→ **Exercise**
Could you reproduce the data below with every "Quickstart" swapped for "Instructions" and nothing else altered?

→ **Material provided**
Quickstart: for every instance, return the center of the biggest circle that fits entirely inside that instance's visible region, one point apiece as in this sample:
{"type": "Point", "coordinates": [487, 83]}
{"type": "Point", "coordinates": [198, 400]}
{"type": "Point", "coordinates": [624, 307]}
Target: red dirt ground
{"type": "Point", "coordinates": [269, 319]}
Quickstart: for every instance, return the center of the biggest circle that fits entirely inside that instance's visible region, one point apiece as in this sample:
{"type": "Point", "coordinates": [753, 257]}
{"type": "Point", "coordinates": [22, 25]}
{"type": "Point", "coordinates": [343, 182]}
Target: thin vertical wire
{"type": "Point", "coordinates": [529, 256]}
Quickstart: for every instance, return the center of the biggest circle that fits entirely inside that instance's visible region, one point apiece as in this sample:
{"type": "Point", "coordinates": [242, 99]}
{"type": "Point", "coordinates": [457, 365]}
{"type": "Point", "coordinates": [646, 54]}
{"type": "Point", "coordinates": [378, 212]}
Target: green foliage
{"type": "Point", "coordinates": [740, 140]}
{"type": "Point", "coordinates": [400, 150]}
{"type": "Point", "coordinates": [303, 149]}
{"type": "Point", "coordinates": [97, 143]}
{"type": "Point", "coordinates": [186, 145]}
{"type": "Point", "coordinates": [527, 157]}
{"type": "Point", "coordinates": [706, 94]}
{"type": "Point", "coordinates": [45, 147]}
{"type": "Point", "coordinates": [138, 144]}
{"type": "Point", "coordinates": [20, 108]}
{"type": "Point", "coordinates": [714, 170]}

→ **Exercise result**
Instructions: for every instance, return the center of the biggest circle that fits entirely inside that instance's visible region, one point apiece as in this sample:
{"type": "Point", "coordinates": [487, 83]}
{"type": "Point", "coordinates": [198, 400]}
{"type": "Point", "coordinates": [624, 307]}
Target: red dirt ground
{"type": "Point", "coordinates": [269, 319]}
Instructions: for every instance, return the center of the biggest circle that fits entirely inside that instance's visible region, one point apiece as in this sample:
{"type": "Point", "coordinates": [753, 257]}
{"type": "Point", "coordinates": [22, 25]}
{"type": "Point", "coordinates": [343, 182]}
Target: thin vertical wire
{"type": "Point", "coordinates": [529, 256]}
Instructions: for every instance, return the center of the biggest circle that fits entirely inside that instance's visible region, one point apiece as in this sample:
{"type": "Point", "coordinates": [242, 99]}
{"type": "Point", "coordinates": [457, 365]}
{"type": "Point", "coordinates": [646, 54]}
{"type": "Point", "coordinates": [378, 212]}
Target: green foliage
{"type": "Point", "coordinates": [740, 140]}
{"type": "Point", "coordinates": [400, 150]}
{"type": "Point", "coordinates": [303, 149]}
{"type": "Point", "coordinates": [97, 143]}
{"type": "Point", "coordinates": [186, 145]}
{"type": "Point", "coordinates": [527, 157]}
{"type": "Point", "coordinates": [706, 94]}
{"type": "Point", "coordinates": [45, 147]}
{"type": "Point", "coordinates": [138, 144]}
{"type": "Point", "coordinates": [20, 108]}
{"type": "Point", "coordinates": [714, 170]}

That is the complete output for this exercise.